### Document excerpt
%%
This observation naturally leads to an elegant integration of these two seemingly different paradigms, i.e., a hybrid model that takes into account the advantages of both Self-Attention and Convolution, while having Less computational overhead. Extensive experiments show that our method achieves continuously improved results on image recognition and downstream tasks.

1 Introduction

In recent years, convolution and Self-Attention have made great strides in the field of computer vision. Convolutional neural networks are widely used in image recognition, semantic segmentation, and object detection, and have achieved state-of-the-art performance on various benchmarks. Recently, with the advent of the Vision Transformer, Self-Attention-based modules have achieved comparable or even better performance than their CNN counterparts on many vision tasks.

Although both approaches have achieved great success, convolutional and Self-Attention modules generally follow different design paradigms. Traditional convolution utilizes an aggregation function over the local receptive field based on the weights of the convolution, which are shared across the entire feature map. Inherent features bring crucial inductive bias to image processing.

In contrast, the Self-Attention module employs a weighted average operation based on the context of the input features, which dynamically computes attention weights through the similarity function between related pixel pairs. This flexibility enables the attention module to adaptively focus on different regions and capture more features.

Considering the different and complementary nature of convolution and Self-Attention, there is a potential possibility to benefit from both paradigms by integrating these modules. Previous work explored the combination of Self-Attention and convolution from several different perspectives.

Earlier studies, such as SENet, CBAM, showed that Self-Attention can be used as an enhancement for convolutional modules. Recently, Self-Attention was proposed as an independent block to replace traditional convolution in CNN models, such as SAN, BoTNet.
%%
### Provided data
%%
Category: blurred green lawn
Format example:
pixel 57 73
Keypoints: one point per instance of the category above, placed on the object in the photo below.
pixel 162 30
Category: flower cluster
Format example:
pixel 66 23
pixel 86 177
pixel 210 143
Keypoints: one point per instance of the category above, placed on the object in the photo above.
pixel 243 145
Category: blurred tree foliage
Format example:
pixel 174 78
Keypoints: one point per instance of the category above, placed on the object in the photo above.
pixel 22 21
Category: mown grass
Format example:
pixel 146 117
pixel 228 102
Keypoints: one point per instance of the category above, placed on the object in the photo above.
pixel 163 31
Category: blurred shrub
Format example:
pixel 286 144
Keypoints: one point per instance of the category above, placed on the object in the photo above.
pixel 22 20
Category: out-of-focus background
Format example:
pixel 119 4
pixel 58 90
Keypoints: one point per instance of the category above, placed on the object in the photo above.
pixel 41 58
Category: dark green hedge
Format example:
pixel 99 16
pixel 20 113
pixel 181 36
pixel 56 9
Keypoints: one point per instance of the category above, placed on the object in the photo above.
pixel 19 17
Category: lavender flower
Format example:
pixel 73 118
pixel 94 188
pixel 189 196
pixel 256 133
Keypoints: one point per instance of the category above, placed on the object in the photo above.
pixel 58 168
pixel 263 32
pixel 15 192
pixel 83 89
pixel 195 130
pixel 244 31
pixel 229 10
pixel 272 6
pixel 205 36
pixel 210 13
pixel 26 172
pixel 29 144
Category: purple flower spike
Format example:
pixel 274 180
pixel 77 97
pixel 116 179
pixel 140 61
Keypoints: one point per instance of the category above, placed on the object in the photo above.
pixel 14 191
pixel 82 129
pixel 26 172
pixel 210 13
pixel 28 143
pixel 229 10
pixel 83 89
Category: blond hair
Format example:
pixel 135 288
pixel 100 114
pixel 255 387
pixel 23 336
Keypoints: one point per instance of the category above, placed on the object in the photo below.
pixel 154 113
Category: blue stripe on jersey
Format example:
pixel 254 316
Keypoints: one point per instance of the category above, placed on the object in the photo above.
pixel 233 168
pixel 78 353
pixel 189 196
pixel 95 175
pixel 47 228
%%
### Directive 1
List every model the excerpt on convolution and Self-Attention names as earlier or recent work that combines Self-Attention with convolution.
### Directive 2
Quote the records from the line containing "Category: blond hair" through the end of the records, inclusive.

### Written reply 1
SENet, CBAM, SAN, BoTNet

### Written reply 2
Category: blond hair
Format example:
pixel 135 288
pixel 100 114
pixel 255 387
pixel 23 336
Keypoints: one point per instance of the category above, placed on the object in the photo below.
pixel 154 113
Category: blue stripe on jersey
Format example:
pixel 254 316
Keypoints: one point per instance of the category above, placed on the object in the photo above.
pixel 233 168
pixel 78 353
pixel 189 196
pixel 95 175
pixel 47 228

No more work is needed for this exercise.